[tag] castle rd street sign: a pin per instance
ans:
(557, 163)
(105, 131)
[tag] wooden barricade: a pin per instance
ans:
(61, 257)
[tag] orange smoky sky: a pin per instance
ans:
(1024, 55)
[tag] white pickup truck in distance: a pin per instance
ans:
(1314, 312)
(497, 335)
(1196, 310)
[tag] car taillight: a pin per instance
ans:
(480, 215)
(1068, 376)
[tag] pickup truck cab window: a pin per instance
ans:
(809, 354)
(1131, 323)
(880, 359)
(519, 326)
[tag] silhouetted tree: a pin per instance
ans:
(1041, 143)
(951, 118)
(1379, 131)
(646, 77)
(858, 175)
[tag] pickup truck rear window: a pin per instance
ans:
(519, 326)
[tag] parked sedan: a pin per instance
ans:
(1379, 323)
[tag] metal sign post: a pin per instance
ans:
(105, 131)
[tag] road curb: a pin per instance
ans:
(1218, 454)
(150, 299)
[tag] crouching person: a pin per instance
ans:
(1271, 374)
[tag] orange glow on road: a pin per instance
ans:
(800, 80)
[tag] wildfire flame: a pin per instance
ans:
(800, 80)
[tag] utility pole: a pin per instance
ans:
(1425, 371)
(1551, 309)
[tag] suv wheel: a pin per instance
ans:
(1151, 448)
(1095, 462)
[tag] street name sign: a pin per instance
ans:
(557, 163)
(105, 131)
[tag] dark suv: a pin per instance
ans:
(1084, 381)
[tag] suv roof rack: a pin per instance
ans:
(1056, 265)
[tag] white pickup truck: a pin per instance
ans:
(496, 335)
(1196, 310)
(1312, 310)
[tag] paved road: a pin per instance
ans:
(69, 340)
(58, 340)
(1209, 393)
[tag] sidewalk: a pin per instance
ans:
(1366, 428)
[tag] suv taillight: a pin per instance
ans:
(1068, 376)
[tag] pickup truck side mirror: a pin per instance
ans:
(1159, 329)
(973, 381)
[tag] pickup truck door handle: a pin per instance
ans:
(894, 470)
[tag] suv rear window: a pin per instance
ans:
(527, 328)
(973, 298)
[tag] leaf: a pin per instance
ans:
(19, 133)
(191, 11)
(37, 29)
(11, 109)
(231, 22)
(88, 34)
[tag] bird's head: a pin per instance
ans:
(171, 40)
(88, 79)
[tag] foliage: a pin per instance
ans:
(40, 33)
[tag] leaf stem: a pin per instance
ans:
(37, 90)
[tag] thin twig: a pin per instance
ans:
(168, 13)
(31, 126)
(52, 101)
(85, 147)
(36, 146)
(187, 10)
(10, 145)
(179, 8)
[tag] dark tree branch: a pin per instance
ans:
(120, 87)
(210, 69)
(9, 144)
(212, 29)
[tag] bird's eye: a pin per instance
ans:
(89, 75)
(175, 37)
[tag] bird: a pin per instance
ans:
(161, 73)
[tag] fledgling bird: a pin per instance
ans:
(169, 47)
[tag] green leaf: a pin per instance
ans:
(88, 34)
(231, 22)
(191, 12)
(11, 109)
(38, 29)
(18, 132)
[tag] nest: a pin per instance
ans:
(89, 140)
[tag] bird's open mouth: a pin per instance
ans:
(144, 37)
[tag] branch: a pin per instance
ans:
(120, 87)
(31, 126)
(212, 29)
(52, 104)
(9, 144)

_Task statement_. Copy each line of the records that has "truck" in it.

_Your solution_.
[tag] white pickup truck in distance: a pin per instance
[tag] pickup truck cab window: a pin per instance
[tag] pickup truck rear window: a pin per instance
[tag] white pickup truck: a pin per instance
[tag] pickup truck side mirror: a pin per instance
[tag] pickup truck door handle: a pin per instance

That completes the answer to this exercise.